The records below are to be copied exactly, with every picture left out.

* * *

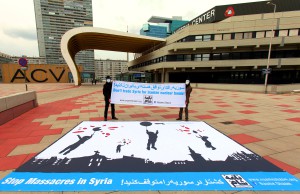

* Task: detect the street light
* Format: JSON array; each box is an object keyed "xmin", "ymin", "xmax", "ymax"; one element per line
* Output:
[{"xmin": 264, "ymin": 1, "xmax": 277, "ymax": 94}]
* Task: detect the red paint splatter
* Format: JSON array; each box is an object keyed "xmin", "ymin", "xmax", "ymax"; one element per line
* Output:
[{"xmin": 73, "ymin": 131, "xmax": 84, "ymax": 133}]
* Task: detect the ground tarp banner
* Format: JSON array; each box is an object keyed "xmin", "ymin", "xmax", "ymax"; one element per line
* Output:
[
  {"xmin": 111, "ymin": 81, "xmax": 186, "ymax": 107},
  {"xmin": 1, "ymin": 121, "xmax": 300, "ymax": 191}
]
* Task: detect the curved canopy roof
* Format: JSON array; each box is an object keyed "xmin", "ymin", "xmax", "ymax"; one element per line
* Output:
[{"xmin": 61, "ymin": 27, "xmax": 165, "ymax": 85}]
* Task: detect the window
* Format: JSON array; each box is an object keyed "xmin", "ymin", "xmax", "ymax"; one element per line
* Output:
[
  {"xmin": 231, "ymin": 52, "xmax": 240, "ymax": 60},
  {"xmin": 241, "ymin": 52, "xmax": 250, "ymax": 59},
  {"xmin": 279, "ymin": 30, "xmax": 288, "ymax": 37},
  {"xmin": 256, "ymin": 31, "xmax": 265, "ymax": 38},
  {"xmin": 143, "ymin": 24, "xmax": 149, "ymax": 32},
  {"xmin": 244, "ymin": 32, "xmax": 252, "ymax": 39},
  {"xmin": 184, "ymin": 55, "xmax": 192, "ymax": 61},
  {"xmin": 212, "ymin": 53, "xmax": 221, "ymax": 60},
  {"xmin": 176, "ymin": 55, "xmax": 184, "ymax": 61},
  {"xmin": 276, "ymin": 51, "xmax": 285, "ymax": 58},
  {"xmin": 266, "ymin": 31, "xmax": 274, "ymax": 38},
  {"xmin": 289, "ymin": 29, "xmax": 299, "ymax": 36},
  {"xmin": 194, "ymin": 54, "xmax": 202, "ymax": 61},
  {"xmin": 223, "ymin": 34, "xmax": 231, "ymax": 40},
  {"xmin": 214, "ymin": 34, "xmax": 222, "ymax": 40},
  {"xmin": 202, "ymin": 54, "xmax": 210, "ymax": 61},
  {"xmin": 222, "ymin": 53, "xmax": 230, "ymax": 60},
  {"xmin": 203, "ymin": 35, "xmax": 211, "ymax": 41},
  {"xmin": 195, "ymin": 35, "xmax": 203, "ymax": 41},
  {"xmin": 235, "ymin": 33, "xmax": 243, "ymax": 40},
  {"xmin": 253, "ymin": 52, "xmax": 261, "ymax": 59}
]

* * *

(RESULT FOR THIS EXERCISE)
* Task: detect the street light
* Format: JSON array; each box is an object keyed "xmin", "ymin", "xmax", "ymax"; one element per line
* Output:
[{"xmin": 264, "ymin": 1, "xmax": 277, "ymax": 94}]
* Task: detect the red paint splatter
* Format: JSON array; each box is an object keyed "xmin", "ymin", "xmax", "ymax"; one element per line
* Output:
[{"xmin": 73, "ymin": 131, "xmax": 84, "ymax": 133}]
* Task: detect the ground tarp banner
* Format: JSON array; each box is an object keyed "xmin", "ymin", "xmax", "ymax"; one element per line
* Output:
[
  {"xmin": 111, "ymin": 81, "xmax": 186, "ymax": 107},
  {"xmin": 1, "ymin": 121, "xmax": 300, "ymax": 191}
]
* Task: detect the curved canopy roof
* Format: JSON array; each box is an object keyed "xmin", "ymin", "xmax", "ymax"; one element per line
* Output:
[{"xmin": 61, "ymin": 27, "xmax": 165, "ymax": 85}]
* Task: detect the window
* Format: JSON array; each box is an object keyed "xmin", "ymin", "xmax", "ymax"; one element per line
* Output:
[
  {"xmin": 231, "ymin": 52, "xmax": 240, "ymax": 60},
  {"xmin": 241, "ymin": 52, "xmax": 250, "ymax": 59},
  {"xmin": 279, "ymin": 30, "xmax": 288, "ymax": 37},
  {"xmin": 256, "ymin": 31, "xmax": 265, "ymax": 38},
  {"xmin": 143, "ymin": 24, "xmax": 149, "ymax": 32},
  {"xmin": 244, "ymin": 32, "xmax": 252, "ymax": 39},
  {"xmin": 184, "ymin": 55, "xmax": 192, "ymax": 61},
  {"xmin": 212, "ymin": 53, "xmax": 221, "ymax": 60},
  {"xmin": 176, "ymin": 55, "xmax": 184, "ymax": 61},
  {"xmin": 276, "ymin": 51, "xmax": 285, "ymax": 58},
  {"xmin": 266, "ymin": 31, "xmax": 274, "ymax": 38},
  {"xmin": 289, "ymin": 29, "xmax": 299, "ymax": 36},
  {"xmin": 194, "ymin": 54, "xmax": 202, "ymax": 61},
  {"xmin": 223, "ymin": 34, "xmax": 231, "ymax": 40},
  {"xmin": 214, "ymin": 34, "xmax": 222, "ymax": 40},
  {"xmin": 202, "ymin": 54, "xmax": 210, "ymax": 61},
  {"xmin": 222, "ymin": 53, "xmax": 230, "ymax": 60},
  {"xmin": 203, "ymin": 35, "xmax": 211, "ymax": 41},
  {"xmin": 195, "ymin": 35, "xmax": 203, "ymax": 41},
  {"xmin": 235, "ymin": 33, "xmax": 243, "ymax": 40},
  {"xmin": 253, "ymin": 52, "xmax": 261, "ymax": 59}
]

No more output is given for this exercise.